The records shown below are to be repeated exactly and completely.

Items from a dataset:
########################################

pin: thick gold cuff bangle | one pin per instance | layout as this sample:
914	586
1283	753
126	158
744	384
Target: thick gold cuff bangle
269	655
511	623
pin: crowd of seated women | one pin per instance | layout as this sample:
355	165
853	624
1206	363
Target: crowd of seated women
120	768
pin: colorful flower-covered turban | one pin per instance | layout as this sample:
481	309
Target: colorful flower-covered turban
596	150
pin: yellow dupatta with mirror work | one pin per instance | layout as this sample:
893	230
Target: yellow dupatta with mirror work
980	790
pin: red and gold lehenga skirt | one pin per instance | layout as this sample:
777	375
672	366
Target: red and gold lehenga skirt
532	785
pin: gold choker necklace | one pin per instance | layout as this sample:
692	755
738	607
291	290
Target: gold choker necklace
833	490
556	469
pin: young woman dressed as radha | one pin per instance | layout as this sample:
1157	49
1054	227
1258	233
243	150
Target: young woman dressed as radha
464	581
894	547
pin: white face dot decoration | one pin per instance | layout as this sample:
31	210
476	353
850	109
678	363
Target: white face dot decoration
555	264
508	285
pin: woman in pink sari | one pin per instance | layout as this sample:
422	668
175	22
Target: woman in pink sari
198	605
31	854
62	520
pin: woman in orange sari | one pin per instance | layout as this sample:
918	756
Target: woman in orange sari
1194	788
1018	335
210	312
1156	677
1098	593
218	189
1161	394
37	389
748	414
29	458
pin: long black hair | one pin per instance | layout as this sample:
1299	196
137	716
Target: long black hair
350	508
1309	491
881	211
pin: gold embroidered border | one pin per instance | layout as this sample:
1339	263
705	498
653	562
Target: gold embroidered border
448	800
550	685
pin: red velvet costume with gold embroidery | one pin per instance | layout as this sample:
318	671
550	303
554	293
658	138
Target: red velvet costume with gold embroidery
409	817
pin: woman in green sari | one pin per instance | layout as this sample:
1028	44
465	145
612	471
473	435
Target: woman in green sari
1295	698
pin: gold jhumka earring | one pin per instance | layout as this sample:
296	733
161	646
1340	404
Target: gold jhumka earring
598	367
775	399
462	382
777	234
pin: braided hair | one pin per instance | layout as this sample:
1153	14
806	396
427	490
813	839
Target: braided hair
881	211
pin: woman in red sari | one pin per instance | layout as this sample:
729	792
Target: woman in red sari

########################################

Solution:
pin: thick gold cuff bangle | one pin per instance | layout as this sample:
914	586
1283	753
126	158
744	384
Target: thick gold cuff bangle
269	655
511	623
pin: crowd of seated women | one pin per instance | layout as this sample:
355	165
853	624
1206	363
Target: crowd of seated women
120	768
pin: colorful flower-covered turban | one pin per instance | layout as this sample:
481	309
Target: colorful flower-covered turban
596	150
pin: yellow dupatta with mirror work | one pin per instance | layout as this sample:
893	230
Target: yellow dupatta with mirror work
980	790
pin: red and gold lehenga skirt | one pin per instance | layout as this sample:
777	375
672	366
Target: red and gold lehenga skirt
532	785
pin: gold choker necklace | one pin per instance | layout as this sample:
692	755
738	607
291	290
Target: gold choker necklace
833	490
556	469
pin: young woman dressed as radha | one pin per instance | layout as this sample:
1157	49
1054	227
1258	233
243	150
Target: young woman dressed as radha
464	581
894	547
pin: white face dot decoration | one pin per instance | layout as this sample:
31	210
476	353
850	109
678	363
Target: white face dot decoration
555	264
508	285
pin: woman in pink sari | one pin per instance | layout as this sample:
422	668
175	22
Target: woman in pink sari
198	605
31	854
62	520
pin: woman in orange sari | one pin per instance | layout as this sample:
918	756
Target: woman in orange sari
1194	788
1018	335
210	312
1156	677
1098	593
218	189
1161	394
37	389
748	414
29	458
pin: long black hair | one pin per instance | layout as this sample:
1299	196
137	716
Target: long black hair
350	508
1309	491
881	211
pin: gold embroidered border | one pin per instance | layout as this sample:
1339	263
705	498
653	562
Target: gold embroidered border
448	800
550	685
pin: red velvet costume with gold embroidery | one pin per instance | layout as this sample:
318	671
550	303
554	293
658	138
Target: red velvet costume with gold embroidery
409	817
pin: woman in green sari | one pin per instance | layout as this sample:
1028	44
465	145
612	471
473	435
Target: woman in green sari
1295	698
pin: gold jhumka earring | one pin per instance | layout as this sample:
296	733
161	646
1340	404
Target: gold jhumka earring
598	367
775	399
462	382
777	234
pin: braided hair | one pin per instance | layout as this sample:
1153	14
806	396
427	490
813	839
Target: braided hair
881	211
pin: woman in red sari | one pin per instance | layout as this sample:
729	792
Target: woman in red sari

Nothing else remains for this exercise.